> **TEXT SECTION**:
::::::::::
THE COLUMN THAT ALL AMERICA WANTS. THE COLUMN THAT ALL AMERICA NEEDS: Who else but David Brooks, the man, the myth, the sandwich shop legend, the Fonzie of Fifth Avenue, can explain to the readers of the New York Times “How Cool Works in America Today”?
Cool had other social meanings. It was a way of showing you weren’t playing the whole Horatio Alger game; you weren’t a smarmy career climber. It was a way to assert the value of the individual in response to failed collectivisms — to communism and fascism, to organized religion. The cool person is guided by his or her own autonomous values, often on the outskirts of society.
To be cool was to be a moral realist. The cruelties of the wars had exposed the simplistic wholesomeness of good and evil middle-class morality. A character like Rick Blaine in “Casablanca” is trying to live by his own honor code in an absurd moral world.
Until he realizes that “the problems of three little people don’t amount to a hill of beans in this crazy world,” and joins the effort to defeat Hitler. Having taken an interest in the horrors of the world beyond his café’s doors, does that mean that Bogey’s Rick is no longer cool? Brooks goes on to explain to his readers at the Times the difference between “cool” and “woke:”
Cool was politically detached, but being a social activist is required for being woke. Cool was individualistic, but woke is nationalistic and collectivist. Cool was emotionally reserved; woke is angry, passionate and indignant. Cool was morally ambiguous; woke seeks to establish a clear marker for what is unacceptable.
But earlier in his column, Brooks wrote that “You can [still] see cool figures like Kendrick Lamar…” But if “cool was politically detached, but being a social activist is required for being woke,” how does that explain this album by Lamar and its cover, as Victor Davis Hanson noted last year:
A few hours before delivering that State of the Union, President Obama met with rapper Kendrick Lamar. Obama announced that Lamar’s hit “How Much a Dollar Cost” was his favorite song of 2015. The song comes from the album To Pimp a Butterfly; the album cover shows a crowd of young African-American men massed in front of the White House. In celebratory fashion, all are gripping champagne bottles and hundred-dollar bills; in front of them lies the corpse of a white judge, with two Xs drawn over his closed eyes. So why wouldn’t the president’s advisors at least have advised him that such a gratuitous White House sanction might be incongruous with a visual message of racial hatred? Was Obama seeking cultural authenticity, of the sort he seeks by wearing a T-shirt, with his baseball cap on backwards and thumb up?
::::::::::
> **RECORD EXTRACTS**:
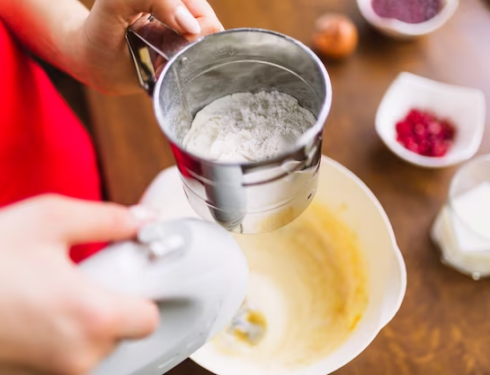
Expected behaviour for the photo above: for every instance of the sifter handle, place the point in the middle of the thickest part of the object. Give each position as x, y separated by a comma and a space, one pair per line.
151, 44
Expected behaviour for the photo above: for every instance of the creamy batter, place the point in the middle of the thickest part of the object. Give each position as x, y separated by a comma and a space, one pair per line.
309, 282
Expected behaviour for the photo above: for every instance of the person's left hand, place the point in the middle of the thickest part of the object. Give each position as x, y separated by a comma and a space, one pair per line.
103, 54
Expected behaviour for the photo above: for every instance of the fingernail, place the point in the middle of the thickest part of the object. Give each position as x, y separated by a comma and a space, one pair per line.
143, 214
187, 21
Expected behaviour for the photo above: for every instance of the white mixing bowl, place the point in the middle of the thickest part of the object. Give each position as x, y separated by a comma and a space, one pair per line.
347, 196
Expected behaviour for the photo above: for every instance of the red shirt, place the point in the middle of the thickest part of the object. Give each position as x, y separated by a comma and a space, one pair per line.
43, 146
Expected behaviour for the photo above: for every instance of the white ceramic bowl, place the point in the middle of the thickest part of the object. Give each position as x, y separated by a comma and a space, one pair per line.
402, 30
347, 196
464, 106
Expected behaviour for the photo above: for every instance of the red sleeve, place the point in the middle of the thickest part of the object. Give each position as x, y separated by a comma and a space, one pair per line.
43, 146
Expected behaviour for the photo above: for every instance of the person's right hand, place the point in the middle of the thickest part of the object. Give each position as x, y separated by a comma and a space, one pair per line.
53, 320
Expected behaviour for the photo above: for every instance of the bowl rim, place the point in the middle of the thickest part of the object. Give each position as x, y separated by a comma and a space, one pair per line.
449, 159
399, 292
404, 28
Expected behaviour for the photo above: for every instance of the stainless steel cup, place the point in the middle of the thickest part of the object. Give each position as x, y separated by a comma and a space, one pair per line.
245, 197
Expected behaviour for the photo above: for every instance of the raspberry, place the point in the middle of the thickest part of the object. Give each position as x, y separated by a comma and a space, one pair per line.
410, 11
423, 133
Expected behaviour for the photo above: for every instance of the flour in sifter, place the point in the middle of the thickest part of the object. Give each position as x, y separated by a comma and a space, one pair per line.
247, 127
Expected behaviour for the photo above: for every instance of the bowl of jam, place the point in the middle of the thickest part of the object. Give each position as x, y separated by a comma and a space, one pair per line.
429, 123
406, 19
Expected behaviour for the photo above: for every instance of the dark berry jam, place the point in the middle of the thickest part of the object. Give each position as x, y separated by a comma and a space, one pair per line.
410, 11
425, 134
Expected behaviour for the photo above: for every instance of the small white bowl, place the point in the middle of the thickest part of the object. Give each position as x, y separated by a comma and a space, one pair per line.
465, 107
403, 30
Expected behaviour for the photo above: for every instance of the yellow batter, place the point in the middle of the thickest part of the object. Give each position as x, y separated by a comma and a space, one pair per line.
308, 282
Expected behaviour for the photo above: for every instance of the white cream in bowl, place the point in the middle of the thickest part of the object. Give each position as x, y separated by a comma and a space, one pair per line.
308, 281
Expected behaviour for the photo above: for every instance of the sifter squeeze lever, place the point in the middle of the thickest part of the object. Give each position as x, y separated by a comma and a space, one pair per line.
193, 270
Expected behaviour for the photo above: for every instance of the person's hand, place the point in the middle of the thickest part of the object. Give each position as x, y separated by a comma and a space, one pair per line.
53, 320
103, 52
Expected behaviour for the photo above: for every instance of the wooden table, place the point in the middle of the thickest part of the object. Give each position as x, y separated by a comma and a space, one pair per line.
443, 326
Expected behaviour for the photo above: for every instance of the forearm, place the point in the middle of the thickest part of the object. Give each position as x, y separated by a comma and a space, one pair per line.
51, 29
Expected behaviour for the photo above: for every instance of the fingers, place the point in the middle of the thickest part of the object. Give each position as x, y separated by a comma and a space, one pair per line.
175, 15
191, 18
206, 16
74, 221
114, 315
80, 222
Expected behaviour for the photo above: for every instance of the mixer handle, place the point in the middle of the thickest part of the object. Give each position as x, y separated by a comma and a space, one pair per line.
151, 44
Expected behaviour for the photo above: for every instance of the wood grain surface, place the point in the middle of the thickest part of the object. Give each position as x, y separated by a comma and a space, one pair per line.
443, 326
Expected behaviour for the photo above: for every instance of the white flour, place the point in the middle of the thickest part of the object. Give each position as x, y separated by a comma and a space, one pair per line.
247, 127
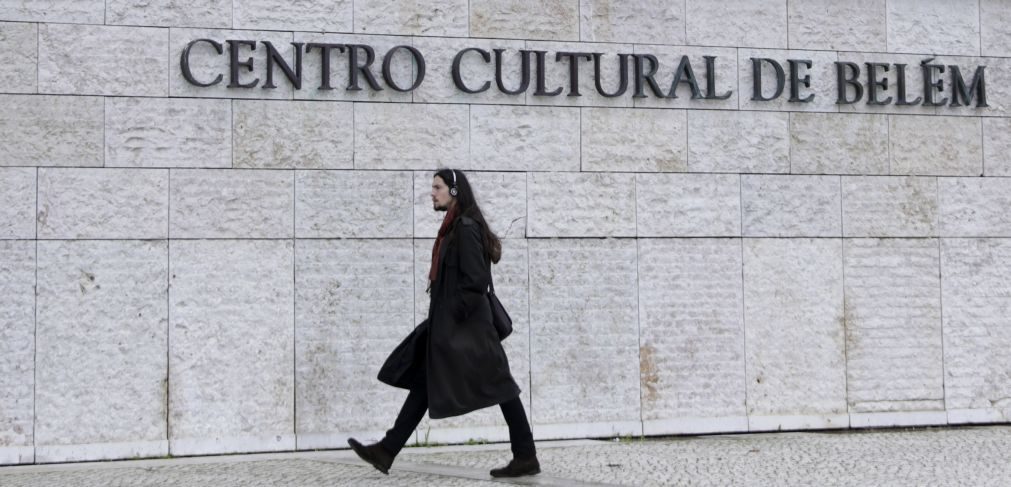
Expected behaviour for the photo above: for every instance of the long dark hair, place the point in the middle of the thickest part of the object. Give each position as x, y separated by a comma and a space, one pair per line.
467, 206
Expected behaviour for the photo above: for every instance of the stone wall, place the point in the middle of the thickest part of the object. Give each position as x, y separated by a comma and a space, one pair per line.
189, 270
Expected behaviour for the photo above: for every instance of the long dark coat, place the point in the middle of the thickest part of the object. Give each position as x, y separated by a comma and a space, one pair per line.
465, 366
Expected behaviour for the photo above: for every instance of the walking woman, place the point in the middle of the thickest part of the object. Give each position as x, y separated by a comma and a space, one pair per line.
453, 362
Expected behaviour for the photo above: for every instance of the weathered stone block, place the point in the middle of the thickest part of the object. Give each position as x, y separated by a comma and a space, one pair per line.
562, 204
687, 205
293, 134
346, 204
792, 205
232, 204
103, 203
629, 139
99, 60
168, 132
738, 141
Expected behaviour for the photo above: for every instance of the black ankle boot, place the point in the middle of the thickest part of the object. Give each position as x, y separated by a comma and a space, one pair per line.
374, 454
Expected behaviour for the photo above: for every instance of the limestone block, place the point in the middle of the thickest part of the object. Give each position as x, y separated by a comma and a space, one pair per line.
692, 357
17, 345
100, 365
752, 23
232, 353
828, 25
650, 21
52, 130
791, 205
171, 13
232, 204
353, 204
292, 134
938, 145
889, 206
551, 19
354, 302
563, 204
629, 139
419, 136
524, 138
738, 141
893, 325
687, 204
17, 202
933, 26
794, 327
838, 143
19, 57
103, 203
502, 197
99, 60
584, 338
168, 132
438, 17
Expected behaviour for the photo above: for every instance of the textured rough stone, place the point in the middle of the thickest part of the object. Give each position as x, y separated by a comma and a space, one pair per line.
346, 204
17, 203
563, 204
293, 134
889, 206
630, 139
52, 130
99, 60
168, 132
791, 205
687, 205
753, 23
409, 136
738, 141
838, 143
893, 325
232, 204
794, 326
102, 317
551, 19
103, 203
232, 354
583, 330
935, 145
::::::::::
> **REQUIREMENTS**:
A. Answer these questions about the post on cool:
(i) Which character in "Casablanca" is said to live by his own honor code?
(ii) Which song did President Obama call his favorite of 2015?
(iii) If cool was emotionally reserved, how is woke described?
B. Duplicate the stretch of the post on cool from "THE COLUMN THAT ALL AMERICA WANTS." through "outskirts of society.".
C. Which failed collectivisms does the post on cool name?

> **ANSWERS PROVIDED**:
A.
(i) Rick Blaine
(ii) "How Much a Dollar Cost"
(iii) Angry, passionate and indignant

B.
THE COLUMN THAT ALL AMERICA WANTS. THE COLUMN THAT ALL AMERICA NEEDS: Who else but David Brooks, the man, the myth, the sandwich shop legend, the Fonzie of Fifth Avenue, can explain to the readers of the New York Times “How Cool Works in America Today”?
Cool had other social meanings. It was a way of showing you weren’t playing the whole Horatio Alger game; you weren’t a smarmy career climber. It was a way to assert the value of the individual in response to failed collectivisms — to communism and fascism, to organized religion. The cool person is guided by his or her own autonomous values, often on the outskirts of society.

C. Communism, fascism, organized religion